:: Directions ::
Please rewrite the listing below with every "Found at" swapped for "Located at" and everything else unchanged. Leave the pictures out of your answer.

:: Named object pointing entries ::
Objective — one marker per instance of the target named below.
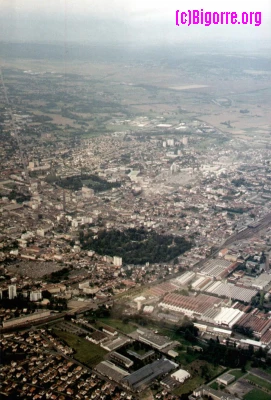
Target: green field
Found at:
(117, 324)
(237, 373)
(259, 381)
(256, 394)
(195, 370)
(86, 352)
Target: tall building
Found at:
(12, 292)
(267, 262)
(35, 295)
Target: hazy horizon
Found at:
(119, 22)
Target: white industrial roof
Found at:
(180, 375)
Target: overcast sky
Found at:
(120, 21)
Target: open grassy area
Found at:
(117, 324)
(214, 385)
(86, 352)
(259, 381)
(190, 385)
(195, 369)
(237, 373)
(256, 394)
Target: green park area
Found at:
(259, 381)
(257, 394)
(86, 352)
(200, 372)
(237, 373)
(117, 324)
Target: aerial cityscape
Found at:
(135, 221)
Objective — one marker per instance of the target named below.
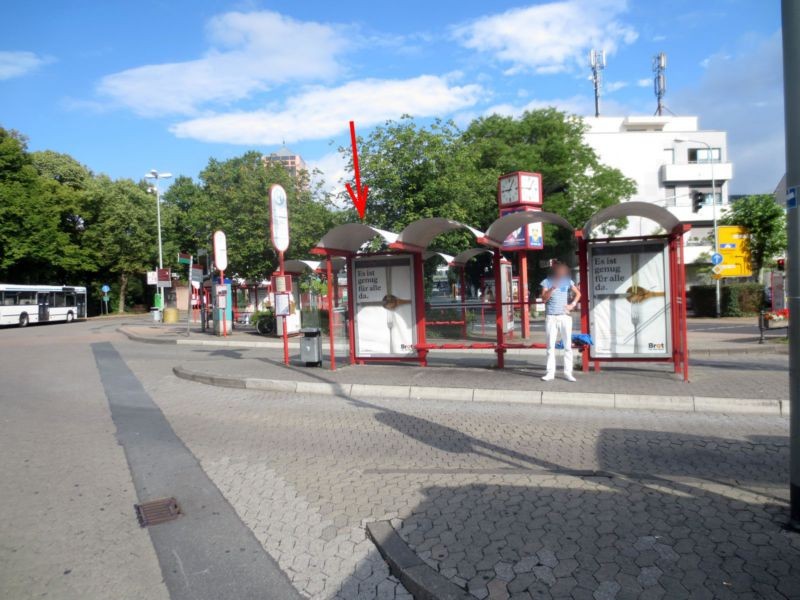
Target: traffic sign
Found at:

:: Result of the task ::
Objective — one marker per instance of the target named below.
Target: green field
Located at:
(117, 324)
(237, 373)
(259, 381)
(256, 394)
(195, 370)
(86, 352)
Target: tall building
Located at:
(12, 292)
(267, 262)
(35, 295)
Target: hazy horizon
Located at:
(119, 22)
Target: white industrial roof
Located at:
(180, 375)
Target: overcast sky
Located at:
(120, 21)
Target: open grassy area
Located at:
(117, 324)
(214, 385)
(86, 352)
(259, 381)
(190, 385)
(195, 369)
(237, 373)
(256, 394)
Target: green park area
Located at:
(259, 381)
(257, 394)
(86, 352)
(200, 372)
(237, 373)
(117, 324)
Target: aerial cityscape
Located at:
(135, 221)
Objective — one marker per instance of the target named below.
Target: traffic sign
Located at:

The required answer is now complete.